Given text
# Bike trailer on a carbon roadie



## Mark1978 (15 Jul 2014)

May well be a stupid question (but theres no such thing as a stupid question right??), but is there any reason why I cant mount a kids bike trailer such as this one to a carbon road bike

http://www.halfords.com/cycling/acc...lers/halfords-single-buggy-child-bike-trailer.

I might consider flat pedals when riding as i wouldnt fancy a clipless moment with it on the back.


----------



## ianrauk (15 Jul 2014)

I would advise against it. That trailer attaches to the QR of the rear wheel. And the strap wraps around one of the stays. When turning with the trailer it will pull the chainstay and seatstay in a different direction from what they were designed. OK the wheel axle and wheel should dissipate some of the pulling force but I wouldn't want to try with a carbon bike. Your body weight plus the trailer plus the kiddie, that's a lot of force. 

I pull my kiddies trailer on on Steel or a Alu bike. I wouldn't try with my carbon jobbie.
But maybe others have a different opinion.


----------



## cyberknight (15 Jul 2014)

Carbon has great strength in the directions of stress its designed for , but not generally in other directions so clamping that on might not be the best idea .Might be worth getting a fleabay cheapy for pootling with the family .


----------



## Mark1978 (15 Jul 2014)

That's kinda what i thought unfortunately. Maybe it's time to get the OH a cheap hybrid


----------



## cyberknight (15 Jul 2014)

I use my subway for family riding , kiddie seat on the back and i am looking at a trail gator when mini ck 2 is old enough to ride on her own .


----------



## User482 (16 Jul 2014)

I use a 20-year old steel mtb to tow the trailer - in the unlikely event the frame breaks, I could repair it or at worst I've lost a £100 bike. Much better than trashing my nice carbon fibre road bike...


----------



## Beebo (16 Jul 2014)

I agree with everyone else, dont do it, the frame wont de designed for the forced through the rear hub.

Aim 1
Decide whether each statement agrees with the thread on towing a child trailer with a carbon road bike. For (a), (b) and (c), answer yes or no and quote the words from the thread that settle it.
(a) The trailer in the first post attaches to the QR of the rear wheel.
(b) ianrauk tows a child trailer with a carbon bike.
(c) User482 tows the trailer with a 20-year-old steel mountain bike.

Records for the task
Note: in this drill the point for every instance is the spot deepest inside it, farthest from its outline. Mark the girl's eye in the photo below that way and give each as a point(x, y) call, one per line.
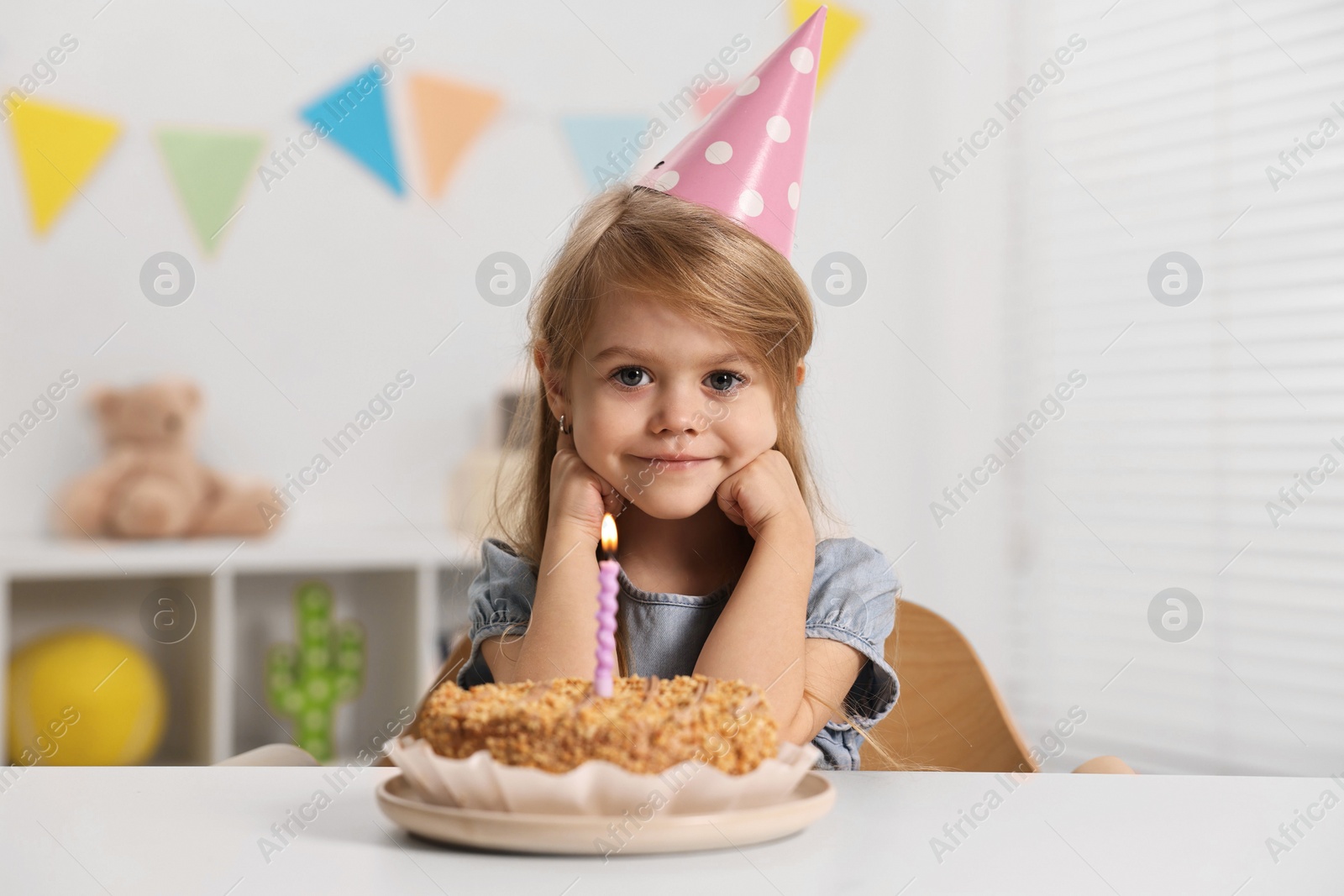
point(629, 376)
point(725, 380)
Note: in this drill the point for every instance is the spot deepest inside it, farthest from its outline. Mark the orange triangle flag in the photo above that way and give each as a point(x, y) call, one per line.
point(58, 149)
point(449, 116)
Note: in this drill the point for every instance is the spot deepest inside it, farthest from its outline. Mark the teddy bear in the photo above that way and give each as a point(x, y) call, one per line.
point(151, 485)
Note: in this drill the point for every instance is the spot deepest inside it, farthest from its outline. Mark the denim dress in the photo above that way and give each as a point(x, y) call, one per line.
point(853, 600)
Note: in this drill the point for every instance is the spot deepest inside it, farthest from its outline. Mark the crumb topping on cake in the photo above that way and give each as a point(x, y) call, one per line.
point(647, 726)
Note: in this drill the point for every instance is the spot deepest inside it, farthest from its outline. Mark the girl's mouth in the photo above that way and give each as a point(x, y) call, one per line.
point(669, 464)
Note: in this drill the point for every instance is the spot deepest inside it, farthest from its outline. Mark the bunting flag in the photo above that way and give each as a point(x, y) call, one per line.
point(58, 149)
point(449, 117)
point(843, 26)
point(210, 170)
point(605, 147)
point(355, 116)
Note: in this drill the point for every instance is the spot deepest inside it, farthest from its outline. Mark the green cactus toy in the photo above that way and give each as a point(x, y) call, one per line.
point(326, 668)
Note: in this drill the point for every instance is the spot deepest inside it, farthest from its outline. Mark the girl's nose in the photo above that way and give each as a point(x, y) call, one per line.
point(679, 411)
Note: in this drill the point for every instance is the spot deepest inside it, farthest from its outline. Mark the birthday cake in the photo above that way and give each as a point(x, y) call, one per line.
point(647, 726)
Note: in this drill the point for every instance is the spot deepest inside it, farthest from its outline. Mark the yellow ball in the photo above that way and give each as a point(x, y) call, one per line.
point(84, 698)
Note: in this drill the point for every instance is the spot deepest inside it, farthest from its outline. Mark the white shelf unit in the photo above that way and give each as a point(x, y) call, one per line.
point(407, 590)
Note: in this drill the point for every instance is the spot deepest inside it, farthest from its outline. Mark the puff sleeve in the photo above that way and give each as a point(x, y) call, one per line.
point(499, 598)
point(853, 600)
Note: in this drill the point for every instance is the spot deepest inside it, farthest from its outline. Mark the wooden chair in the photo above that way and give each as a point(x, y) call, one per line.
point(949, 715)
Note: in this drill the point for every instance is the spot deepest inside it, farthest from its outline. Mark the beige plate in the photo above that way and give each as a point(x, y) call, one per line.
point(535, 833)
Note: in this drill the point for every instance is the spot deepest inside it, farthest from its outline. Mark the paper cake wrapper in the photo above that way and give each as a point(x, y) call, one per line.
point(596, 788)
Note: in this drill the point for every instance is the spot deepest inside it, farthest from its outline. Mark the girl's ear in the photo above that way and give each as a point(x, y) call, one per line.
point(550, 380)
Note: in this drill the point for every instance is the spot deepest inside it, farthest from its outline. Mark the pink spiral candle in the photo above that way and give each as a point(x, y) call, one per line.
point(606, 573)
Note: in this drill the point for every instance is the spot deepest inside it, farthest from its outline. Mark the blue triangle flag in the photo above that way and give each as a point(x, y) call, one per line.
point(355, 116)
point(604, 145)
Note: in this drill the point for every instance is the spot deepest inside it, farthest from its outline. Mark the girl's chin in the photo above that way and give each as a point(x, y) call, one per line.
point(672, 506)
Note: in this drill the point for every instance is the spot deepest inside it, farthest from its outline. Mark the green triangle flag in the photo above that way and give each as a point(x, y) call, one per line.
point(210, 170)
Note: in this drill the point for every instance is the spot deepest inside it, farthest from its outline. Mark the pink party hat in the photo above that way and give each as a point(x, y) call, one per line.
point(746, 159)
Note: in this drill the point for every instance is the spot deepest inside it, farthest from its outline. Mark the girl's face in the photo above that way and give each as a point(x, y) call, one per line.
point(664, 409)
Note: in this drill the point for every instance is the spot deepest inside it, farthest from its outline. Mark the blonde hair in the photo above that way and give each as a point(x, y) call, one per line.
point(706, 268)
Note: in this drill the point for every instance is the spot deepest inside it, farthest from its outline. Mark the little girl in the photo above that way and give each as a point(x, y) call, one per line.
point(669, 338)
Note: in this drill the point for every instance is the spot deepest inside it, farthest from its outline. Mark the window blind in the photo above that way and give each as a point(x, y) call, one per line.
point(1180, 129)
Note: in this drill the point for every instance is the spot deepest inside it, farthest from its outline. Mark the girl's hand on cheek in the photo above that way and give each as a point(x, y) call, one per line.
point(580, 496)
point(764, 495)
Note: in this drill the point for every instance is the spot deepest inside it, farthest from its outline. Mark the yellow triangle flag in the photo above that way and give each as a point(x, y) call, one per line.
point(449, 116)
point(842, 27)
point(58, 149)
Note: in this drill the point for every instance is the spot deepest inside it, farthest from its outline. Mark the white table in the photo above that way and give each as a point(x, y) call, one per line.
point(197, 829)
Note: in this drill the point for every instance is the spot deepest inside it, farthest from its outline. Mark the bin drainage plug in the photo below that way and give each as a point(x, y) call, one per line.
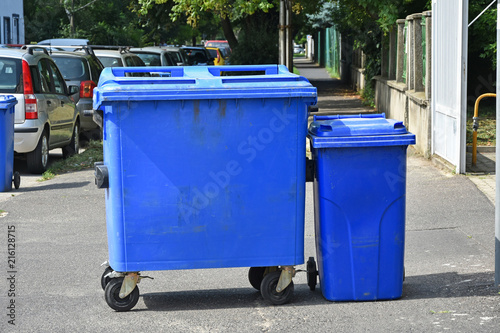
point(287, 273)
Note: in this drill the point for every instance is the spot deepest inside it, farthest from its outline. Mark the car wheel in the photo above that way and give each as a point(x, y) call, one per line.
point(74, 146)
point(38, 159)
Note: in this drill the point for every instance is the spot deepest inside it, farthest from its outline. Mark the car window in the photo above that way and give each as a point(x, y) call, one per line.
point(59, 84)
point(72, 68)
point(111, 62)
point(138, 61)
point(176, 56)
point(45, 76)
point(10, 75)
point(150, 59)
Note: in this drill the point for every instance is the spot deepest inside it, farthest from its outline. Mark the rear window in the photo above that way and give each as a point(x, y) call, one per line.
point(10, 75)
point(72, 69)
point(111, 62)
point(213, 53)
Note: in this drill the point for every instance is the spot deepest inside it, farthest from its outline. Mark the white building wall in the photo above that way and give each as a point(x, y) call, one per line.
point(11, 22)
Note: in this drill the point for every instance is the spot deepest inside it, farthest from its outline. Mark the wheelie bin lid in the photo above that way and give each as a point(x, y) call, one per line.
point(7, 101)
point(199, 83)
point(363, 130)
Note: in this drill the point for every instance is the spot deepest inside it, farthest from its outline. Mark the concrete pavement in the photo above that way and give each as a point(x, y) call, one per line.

Aim 2
Present these lines of the entries as a Markdown table with the columns Row and Line. Start at the first line of the entries and stop after the line that contains "point(326, 668)". Leave out blank lines and pictures.

Full response 1
(a) Yes: "That trailer attaches to the QR of the rear wheel."
(b) No: "I wouldn't try with my carbon jobbie."
(c) Yes: "I use a 20-year old steel mtb to tow the trailer"

Full response 2
| Row | Line |
|---|---|
| 1 | Note: in this drill the point for every instance is the spot deepest inside it, farthest from its outline. Mark the girl's eye in the photo below that way and give each as a point(x, y) call, one per line. |
| 2 | point(629, 376) |
| 3 | point(725, 380) |
| 4 | Note: in this drill the point for every instance is the spot deepest inside it, farthest from its outline. Mark the orange triangle flag in the photo above that way and give each as a point(x, y) call, one per line. |
| 5 | point(58, 149) |
| 6 | point(449, 116) |
| 7 | Note: in this drill the point for every instance is the spot deepest inside it, farthest from its outline. Mark the teddy bear in the photo above that way and give each as a point(x, y) call, one per line. |
| 8 | point(151, 485) |
| 9 | Note: in this drill the point for every instance is the spot deepest inside it, farthest from its outline. Mark the denim dress in the photo above that way and give each as a point(x, y) call, one per line. |
| 10 | point(853, 600) |
| 11 | Note: in this drill the point for every instance is the spot deepest inside it, farthest from its outline. Mark the crumb topping on cake in the photo above that way and give each as a point(x, y) call, one per line. |
| 12 | point(647, 726) |
| 13 | Note: in this drill the point for every instance is the spot deepest inside it, farthest from its outline. Mark the girl's mouth in the photo above that way and give each as a point(x, y) call, one per line. |
| 14 | point(669, 464) |
| 15 | Note: in this drill the point for every instance is the spot deepest inside it, farthest from its outline. Mark the bunting flag in the photo above that way and give each as a point(x, y) call, one per line. |
| 16 | point(58, 149) |
| 17 | point(449, 117) |
| 18 | point(843, 26) |
| 19 | point(210, 170) |
| 20 | point(605, 147) |
| 21 | point(355, 116) |
| 22 | Note: in this drill the point for every instance is the spot deepest inside it, farthest from its outline. Mark the green cactus toy in the photo above that way and give each as a point(x, y) call, one per line. |
| 23 | point(326, 668) |